» **Extrait du texte**
<<<<
Chansons et poésie de circonstance (les Noëls wallons, les fables, les
cramignons, sorte de farandole, les pasquèyes, pamphlets anonymes, l'opéra
comique liégeois).
c. Dialecte = expression
d'un imaginaire, d'une sensibilité
A partir du romantisme,
souci d'exprimer une vision propre du monde. Notion d'identité, par rapport à la
France et à la Flandre. Evocation d'un passé, de traditions, de métiers, de
paysages, de toute une symbolique. Lyrisme. Le dialecte devient vraiment l'outil
d'une "vraie" littérature, capable de tout exprimer, de véhiculer une pensée,
d'accéder à l'"art". Théâtre, poésie et prose.
d. Dialecte = reflet des
réalités sociales
Théâtre ouvrier
(notamment vers 1885), peinture de la mine, de l'usine, du capitalisme et du
paternalisme, la cohabitation entre la richesse et la pauvreté.

2. La France
La France a longtemps été
le "grand-frère du sud", le chêne séculaire à l'ombre parfois très étouffante,
la référence obligée pour toute activité culturelle. Depuis '60, la situation a
quelque peu évolué, la France, et surtout Paris, n'étant plus tout-à-fait le
seul centre de la Francophonie (Québec, Maghreb, Afrique noire). Communauté
linguistique, liens culturels privilégiés (univocité souvent regrettable),
solidarité dans la défense de la culture francophone, circulation des créateurs,
collaborations éditoriales, ...
a. France = modèle
culturel
De France, nous viennent
les "maîtres", les classiques, la culture enseignée dans les écoles. Elle est le
point de repère, la référence; son patrimoine culturel est le nôtre. On parlera
d'ailleurs longtemps de littérature "française" de Belgique. Pour toutes ces
raisons, difficulté d'installer sur le même pied, pour le grand public, écrivain
wallon et écrivain français.
>>>>
» **Énoncé 1**
Selon le texte sur les lettres wallonnes, pourquoi le grand public a-t-il du mal à placer sur le même pied écrivain wallon et écrivain français ? Répondez en une à trois phrases.
» **Énoncé 2**
Dans le texte sur les lettres wallonnes, que sont les cramignons ?
» **Énoncé 3**
Poursuivez le texte sur les lettres wallonnes à partir de sa dernière phrase.

» **Matériel fourni**
<<<<
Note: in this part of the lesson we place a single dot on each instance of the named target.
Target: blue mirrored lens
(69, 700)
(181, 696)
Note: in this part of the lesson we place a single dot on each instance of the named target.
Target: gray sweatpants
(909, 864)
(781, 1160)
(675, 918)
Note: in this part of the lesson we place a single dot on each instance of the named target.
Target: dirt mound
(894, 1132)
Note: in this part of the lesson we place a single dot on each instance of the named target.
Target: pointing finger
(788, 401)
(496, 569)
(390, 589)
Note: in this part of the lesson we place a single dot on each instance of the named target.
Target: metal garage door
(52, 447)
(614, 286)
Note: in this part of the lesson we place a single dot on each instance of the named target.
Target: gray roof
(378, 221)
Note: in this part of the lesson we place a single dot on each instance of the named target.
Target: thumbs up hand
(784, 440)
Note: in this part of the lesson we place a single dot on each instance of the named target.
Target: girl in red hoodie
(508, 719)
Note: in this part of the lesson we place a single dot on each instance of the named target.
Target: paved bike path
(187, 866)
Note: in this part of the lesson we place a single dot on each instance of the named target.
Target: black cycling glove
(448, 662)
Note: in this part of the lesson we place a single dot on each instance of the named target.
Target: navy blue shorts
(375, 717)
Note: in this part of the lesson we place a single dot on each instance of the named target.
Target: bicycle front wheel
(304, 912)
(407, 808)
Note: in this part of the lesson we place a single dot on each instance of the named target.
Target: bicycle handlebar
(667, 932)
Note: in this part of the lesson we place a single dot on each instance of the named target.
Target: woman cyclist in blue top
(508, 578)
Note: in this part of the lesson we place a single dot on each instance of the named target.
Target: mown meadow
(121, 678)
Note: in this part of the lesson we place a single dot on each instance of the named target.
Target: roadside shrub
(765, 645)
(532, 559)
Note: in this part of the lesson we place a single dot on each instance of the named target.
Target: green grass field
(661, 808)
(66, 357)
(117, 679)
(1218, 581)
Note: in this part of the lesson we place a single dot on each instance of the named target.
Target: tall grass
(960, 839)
>>>>
» **Corrigé 1**
La France est le modèle culturel : d'elle viennent les « maîtres », les classiques et la culture enseignée dans les écoles. Elle sert de point de repère, son patrimoine culturel est considéré comme le nôtre, et l'on a longtemps parlé de littérature « française » de Belgique.

» **Corrigé 2**
Une sorte de farandole.

» **Corrigé 3**
b. France = lieu de la
légitimation
Paris fut longtemps le
seul lieu de la consécration, l'endroit où il fallait être publié, exposé,
joué,... pour des raisons évidentes de circuits de distribution, d'audience
internationale, de tradition. Le déplacement vers Paris s'est, tout un temps
(jusque '60 également), accompagné d'une auto-censure, d'un rejet de
l'authenticité, des particularismes, notamment en ce qui concerne la langue.
c. France = langue
Norme parisienne (la
langue de l'écrivain de Paris), complexe linguistique, notion de "bon usage".
Grevisse, Hanse, Doppagne.
d. France = modèle
politique
Attrait pour la France
"républicaine et laïque", quand la Flandre est monarchiste et catholique.
Courant républicain liégeois et hennuyer, rattachisme, 14 juillet fêté à Mons
comme à Liège. L'adoption du coq comme symbole de la Wallonie fut pour certains
militants wallons une référence explicite à la France des libertés.